[Region labeling items]
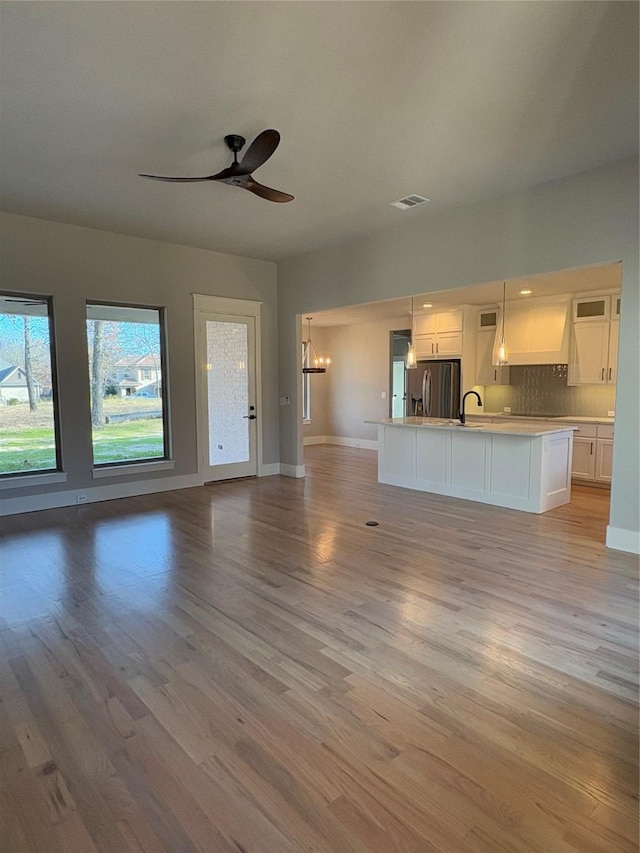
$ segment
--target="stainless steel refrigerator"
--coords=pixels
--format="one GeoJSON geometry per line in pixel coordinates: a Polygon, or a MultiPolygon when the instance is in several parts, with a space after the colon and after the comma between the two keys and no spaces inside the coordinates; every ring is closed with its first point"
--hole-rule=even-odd
{"type": "Polygon", "coordinates": [[[460,409],[460,359],[419,361],[405,371],[406,413],[455,418],[460,409]]]}

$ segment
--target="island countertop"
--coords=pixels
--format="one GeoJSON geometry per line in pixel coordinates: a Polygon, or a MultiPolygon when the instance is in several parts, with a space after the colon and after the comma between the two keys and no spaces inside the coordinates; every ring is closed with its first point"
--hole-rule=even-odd
{"type": "Polygon", "coordinates": [[[524,512],[571,497],[572,424],[382,418],[378,482],[524,512]]]}
{"type": "Polygon", "coordinates": [[[378,420],[365,421],[367,424],[378,424],[378,426],[398,426],[412,427],[415,429],[438,429],[438,430],[460,430],[472,434],[474,432],[486,435],[526,435],[530,437],[538,435],[551,435],[555,432],[566,432],[566,430],[575,430],[577,427],[569,424],[559,423],[557,427],[542,426],[532,421],[530,424],[484,424],[484,423],[466,423],[461,424],[460,421],[444,420],[442,418],[419,418],[408,416],[406,418],[380,418],[378,420]]]}

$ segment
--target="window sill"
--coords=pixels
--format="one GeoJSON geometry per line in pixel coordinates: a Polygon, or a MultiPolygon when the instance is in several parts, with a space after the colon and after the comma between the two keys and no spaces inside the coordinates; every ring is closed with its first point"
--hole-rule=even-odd
{"type": "Polygon", "coordinates": [[[52,471],[48,474],[16,474],[15,477],[0,480],[0,489],[27,489],[29,486],[48,486],[52,483],[66,483],[64,471],[52,471]]]}
{"type": "Polygon", "coordinates": [[[105,477],[126,477],[128,474],[148,474],[151,471],[168,471],[175,468],[173,459],[160,459],[158,462],[140,462],[134,465],[109,465],[106,468],[94,468],[92,476],[94,480],[105,477]]]}

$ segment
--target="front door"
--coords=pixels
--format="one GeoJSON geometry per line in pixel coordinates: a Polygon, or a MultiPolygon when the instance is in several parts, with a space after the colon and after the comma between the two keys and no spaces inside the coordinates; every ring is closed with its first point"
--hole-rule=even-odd
{"type": "Polygon", "coordinates": [[[205,482],[258,473],[255,323],[255,317],[198,317],[199,468],[205,482]]]}

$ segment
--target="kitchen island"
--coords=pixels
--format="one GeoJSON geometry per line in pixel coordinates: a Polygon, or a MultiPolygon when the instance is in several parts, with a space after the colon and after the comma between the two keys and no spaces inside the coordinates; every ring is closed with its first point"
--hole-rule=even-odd
{"type": "Polygon", "coordinates": [[[558,424],[384,418],[378,482],[542,513],[571,498],[573,430],[558,424]]]}

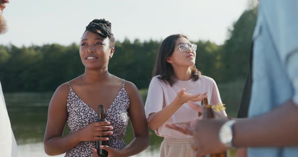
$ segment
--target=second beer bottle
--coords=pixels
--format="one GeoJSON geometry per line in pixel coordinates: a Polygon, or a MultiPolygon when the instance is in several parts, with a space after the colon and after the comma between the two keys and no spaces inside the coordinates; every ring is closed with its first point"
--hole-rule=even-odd
{"type": "MultiPolygon", "coordinates": [[[[104,105],[98,105],[98,113],[97,113],[97,122],[105,122],[107,121],[106,119],[106,112],[105,111],[105,107],[104,105]]],[[[102,157],[107,157],[108,155],[108,151],[103,149],[101,148],[101,145],[108,145],[110,146],[110,136],[100,136],[101,137],[108,137],[109,140],[107,141],[96,141],[95,148],[97,150],[97,154],[98,156],[102,157]]]]}
{"type": "MultiPolygon", "coordinates": [[[[208,99],[204,98],[201,102],[203,107],[203,119],[215,118],[214,112],[211,105],[208,104],[208,99]]],[[[205,157],[227,157],[227,152],[224,151],[219,153],[212,153],[206,155],[205,157]]]]}

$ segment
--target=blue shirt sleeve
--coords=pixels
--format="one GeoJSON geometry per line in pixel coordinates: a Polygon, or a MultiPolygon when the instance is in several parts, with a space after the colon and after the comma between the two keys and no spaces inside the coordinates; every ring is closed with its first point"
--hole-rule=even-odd
{"type": "Polygon", "coordinates": [[[298,105],[298,1],[261,1],[274,46],[283,63],[294,91],[298,105]]]}

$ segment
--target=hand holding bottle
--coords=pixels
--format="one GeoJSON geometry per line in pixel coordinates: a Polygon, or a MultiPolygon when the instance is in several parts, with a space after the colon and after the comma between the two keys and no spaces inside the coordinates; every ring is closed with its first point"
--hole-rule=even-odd
{"type": "Polygon", "coordinates": [[[110,124],[110,122],[94,122],[84,128],[79,130],[79,138],[81,141],[106,141],[107,137],[101,137],[100,136],[110,135],[113,134],[113,127],[107,126],[110,124]]]}

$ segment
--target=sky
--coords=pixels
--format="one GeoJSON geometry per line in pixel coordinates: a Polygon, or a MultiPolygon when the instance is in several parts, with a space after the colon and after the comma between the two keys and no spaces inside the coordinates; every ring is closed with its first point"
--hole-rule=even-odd
{"type": "Polygon", "coordinates": [[[94,19],[112,23],[117,40],[162,40],[177,33],[222,44],[248,0],[10,0],[3,16],[8,31],[0,44],[79,43],[94,19]]]}

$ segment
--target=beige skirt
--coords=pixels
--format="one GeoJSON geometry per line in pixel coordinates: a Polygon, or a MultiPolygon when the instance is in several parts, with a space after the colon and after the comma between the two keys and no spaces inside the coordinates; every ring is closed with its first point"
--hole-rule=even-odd
{"type": "Polygon", "coordinates": [[[194,157],[193,144],[193,138],[165,138],[161,145],[161,157],[194,157]]]}

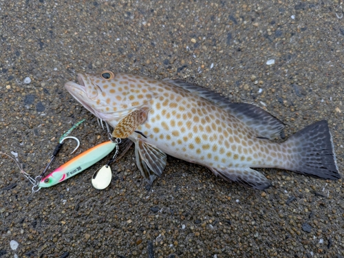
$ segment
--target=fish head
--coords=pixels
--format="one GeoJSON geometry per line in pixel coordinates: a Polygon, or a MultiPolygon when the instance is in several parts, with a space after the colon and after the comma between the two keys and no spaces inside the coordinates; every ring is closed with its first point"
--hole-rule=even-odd
{"type": "Polygon", "coordinates": [[[87,109],[106,121],[122,117],[151,98],[148,85],[136,77],[107,70],[78,74],[78,83],[69,81],[65,87],[87,109]]]}

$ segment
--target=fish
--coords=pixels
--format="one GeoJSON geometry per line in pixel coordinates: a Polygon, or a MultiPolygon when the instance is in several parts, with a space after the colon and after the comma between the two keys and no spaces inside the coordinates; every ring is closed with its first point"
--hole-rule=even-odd
{"type": "Polygon", "coordinates": [[[261,107],[232,103],[181,80],[139,75],[78,74],[66,89],[135,144],[136,164],[150,184],[166,155],[204,166],[215,175],[255,189],[272,184],[255,168],[276,168],[325,180],[341,178],[327,122],[308,125],[284,141],[285,124],[261,107]]]}

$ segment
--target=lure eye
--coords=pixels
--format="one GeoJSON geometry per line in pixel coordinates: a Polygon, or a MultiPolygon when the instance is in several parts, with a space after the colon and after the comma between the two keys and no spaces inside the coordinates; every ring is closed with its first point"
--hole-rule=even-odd
{"type": "Polygon", "coordinates": [[[109,80],[114,77],[114,74],[109,71],[104,71],[100,75],[103,79],[109,80]]]}

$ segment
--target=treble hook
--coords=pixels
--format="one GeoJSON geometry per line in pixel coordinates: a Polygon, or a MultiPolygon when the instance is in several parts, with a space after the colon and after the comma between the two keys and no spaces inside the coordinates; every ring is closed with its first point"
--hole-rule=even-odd
{"type": "MultiPolygon", "coordinates": [[[[79,139],[78,139],[76,137],[74,137],[74,136],[67,136],[67,137],[65,137],[64,138],[62,138],[61,140],[60,140],[60,144],[63,144],[63,141],[65,140],[65,139],[73,139],[73,140],[75,140],[76,141],[76,142],[78,143],[78,145],[76,145],[76,147],[75,147],[74,150],[73,151],[71,152],[71,154],[73,154],[73,153],[76,151],[78,149],[78,148],[80,146],[80,140],[79,139]]],[[[61,147],[60,147],[61,149],[61,147]]],[[[56,153],[57,154],[57,153],[56,153]]]]}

Exercise goal> Which lines in the records above contain the string "bottle"? Copy each of those lines in full.

Completed task>
--target=second beer bottle
--target=hand holding bottle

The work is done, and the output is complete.